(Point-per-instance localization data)
##########

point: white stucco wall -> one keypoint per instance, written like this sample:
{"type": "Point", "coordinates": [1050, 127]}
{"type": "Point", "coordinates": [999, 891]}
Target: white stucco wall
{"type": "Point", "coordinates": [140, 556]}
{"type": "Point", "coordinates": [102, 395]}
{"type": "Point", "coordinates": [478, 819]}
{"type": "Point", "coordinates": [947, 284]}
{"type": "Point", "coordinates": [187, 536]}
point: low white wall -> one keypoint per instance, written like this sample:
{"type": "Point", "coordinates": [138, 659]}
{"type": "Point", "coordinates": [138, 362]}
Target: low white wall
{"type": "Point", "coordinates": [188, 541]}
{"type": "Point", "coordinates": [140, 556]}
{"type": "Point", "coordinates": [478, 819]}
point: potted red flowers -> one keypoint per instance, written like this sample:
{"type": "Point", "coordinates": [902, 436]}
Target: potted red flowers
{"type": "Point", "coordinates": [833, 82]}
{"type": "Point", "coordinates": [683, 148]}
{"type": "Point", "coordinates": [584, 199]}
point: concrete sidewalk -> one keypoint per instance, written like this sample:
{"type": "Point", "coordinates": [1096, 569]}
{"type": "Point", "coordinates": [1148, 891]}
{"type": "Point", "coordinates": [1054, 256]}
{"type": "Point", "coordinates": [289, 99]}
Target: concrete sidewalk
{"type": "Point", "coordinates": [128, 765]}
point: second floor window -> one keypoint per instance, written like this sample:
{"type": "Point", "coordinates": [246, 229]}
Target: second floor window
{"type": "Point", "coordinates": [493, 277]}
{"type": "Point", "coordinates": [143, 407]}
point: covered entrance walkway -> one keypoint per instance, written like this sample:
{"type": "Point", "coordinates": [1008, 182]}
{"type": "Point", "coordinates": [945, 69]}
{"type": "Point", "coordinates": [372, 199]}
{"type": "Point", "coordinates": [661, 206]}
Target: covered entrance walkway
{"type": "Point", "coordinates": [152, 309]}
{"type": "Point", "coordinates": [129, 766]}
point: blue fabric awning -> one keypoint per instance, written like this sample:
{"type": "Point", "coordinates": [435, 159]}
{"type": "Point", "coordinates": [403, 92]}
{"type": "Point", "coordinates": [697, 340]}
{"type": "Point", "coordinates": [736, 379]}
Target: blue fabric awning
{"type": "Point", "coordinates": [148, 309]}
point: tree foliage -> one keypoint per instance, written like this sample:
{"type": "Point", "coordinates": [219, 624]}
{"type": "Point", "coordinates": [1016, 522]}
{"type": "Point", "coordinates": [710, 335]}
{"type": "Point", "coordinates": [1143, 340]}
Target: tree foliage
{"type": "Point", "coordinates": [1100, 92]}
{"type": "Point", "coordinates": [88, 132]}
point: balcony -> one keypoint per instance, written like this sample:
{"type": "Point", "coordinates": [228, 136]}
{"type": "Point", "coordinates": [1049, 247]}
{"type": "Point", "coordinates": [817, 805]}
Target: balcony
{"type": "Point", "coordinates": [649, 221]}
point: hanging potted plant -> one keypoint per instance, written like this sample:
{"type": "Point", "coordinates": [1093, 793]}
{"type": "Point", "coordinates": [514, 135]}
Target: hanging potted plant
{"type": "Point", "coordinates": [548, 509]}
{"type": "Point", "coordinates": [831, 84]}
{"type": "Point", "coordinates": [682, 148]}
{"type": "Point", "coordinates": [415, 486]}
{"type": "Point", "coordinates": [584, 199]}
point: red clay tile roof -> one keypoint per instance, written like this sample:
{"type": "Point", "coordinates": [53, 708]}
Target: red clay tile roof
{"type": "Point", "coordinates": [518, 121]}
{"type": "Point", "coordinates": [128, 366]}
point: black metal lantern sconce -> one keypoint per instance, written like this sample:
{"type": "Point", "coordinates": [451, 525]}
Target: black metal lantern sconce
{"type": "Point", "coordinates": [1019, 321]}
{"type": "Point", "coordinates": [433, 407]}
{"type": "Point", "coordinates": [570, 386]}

##########

**Work to be completed:**
Produce a verbatim copy of each record above.

**Result of the task:**
point: white stucco wall -> one keypoint per instance, written like this sample:
{"type": "Point", "coordinates": [1050, 127]}
{"type": "Point", "coordinates": [999, 891]}
Target: white stucco wall
{"type": "Point", "coordinates": [140, 556]}
{"type": "Point", "coordinates": [102, 395]}
{"type": "Point", "coordinates": [478, 819]}
{"type": "Point", "coordinates": [947, 284]}
{"type": "Point", "coordinates": [187, 536]}
point: low white wall -> one keypoint per instance, written like this sample:
{"type": "Point", "coordinates": [138, 659]}
{"type": "Point", "coordinates": [138, 362]}
Target: low white wall
{"type": "Point", "coordinates": [188, 541]}
{"type": "Point", "coordinates": [140, 556]}
{"type": "Point", "coordinates": [478, 819]}
point: potted red flowers -> one keypoint per instance, written like this sample:
{"type": "Point", "coordinates": [902, 436]}
Target: potted red flowers
{"type": "Point", "coordinates": [833, 82]}
{"type": "Point", "coordinates": [683, 148]}
{"type": "Point", "coordinates": [584, 199]}
point: concrete sidewalk -> one keypoint per instance, written like this sample:
{"type": "Point", "coordinates": [1096, 569]}
{"type": "Point", "coordinates": [1148, 891]}
{"type": "Point", "coordinates": [1054, 256]}
{"type": "Point", "coordinates": [289, 99]}
Target: concrete sidewalk
{"type": "Point", "coordinates": [128, 765]}
point: second floor window -> one keypoint per instance, written like this sample:
{"type": "Point", "coordinates": [246, 229]}
Target: second floor window
{"type": "Point", "coordinates": [493, 277]}
{"type": "Point", "coordinates": [143, 407]}
point: covered entrance walkway -> one keypoint per instance, written like this sample:
{"type": "Point", "coordinates": [1008, 182]}
{"type": "Point", "coordinates": [945, 69]}
{"type": "Point", "coordinates": [372, 199]}
{"type": "Point", "coordinates": [661, 206]}
Target: covered entrance walkway
{"type": "Point", "coordinates": [152, 309]}
{"type": "Point", "coordinates": [129, 766]}
point: blue fabric awning -> one keypoint per instance, written like this sample:
{"type": "Point", "coordinates": [435, 159]}
{"type": "Point", "coordinates": [403, 92]}
{"type": "Point", "coordinates": [697, 340]}
{"type": "Point", "coordinates": [736, 379]}
Target: blue fabric awning
{"type": "Point", "coordinates": [148, 309]}
point: tree foliage -> one keypoint per instance, written like this sample:
{"type": "Point", "coordinates": [219, 624]}
{"type": "Point", "coordinates": [1016, 522]}
{"type": "Point", "coordinates": [710, 335]}
{"type": "Point", "coordinates": [1143, 340]}
Target: tree foliage
{"type": "Point", "coordinates": [1100, 92]}
{"type": "Point", "coordinates": [88, 132]}
point: balcony -> one keypoint per instance, written like this sample:
{"type": "Point", "coordinates": [228, 136]}
{"type": "Point", "coordinates": [1049, 247]}
{"type": "Point", "coordinates": [817, 805]}
Target: balcony
{"type": "Point", "coordinates": [649, 221]}
point: hanging potted plant -> one keypoint per instance, written like this sample:
{"type": "Point", "coordinates": [1093, 793]}
{"type": "Point", "coordinates": [514, 135]}
Target: hanging potted plant
{"type": "Point", "coordinates": [548, 509]}
{"type": "Point", "coordinates": [831, 84]}
{"type": "Point", "coordinates": [682, 148]}
{"type": "Point", "coordinates": [415, 486]}
{"type": "Point", "coordinates": [584, 199]}
point: red clay tile roof -> one keypoint per instance, written like this sample:
{"type": "Point", "coordinates": [53, 708]}
Target: red clay tile roof
{"type": "Point", "coordinates": [518, 121]}
{"type": "Point", "coordinates": [128, 366]}
point: black metal lantern sconce -> one keypoint per instance, written like this sample:
{"type": "Point", "coordinates": [451, 525]}
Target: black metal lantern sconce
{"type": "Point", "coordinates": [1019, 321]}
{"type": "Point", "coordinates": [433, 407]}
{"type": "Point", "coordinates": [570, 386]}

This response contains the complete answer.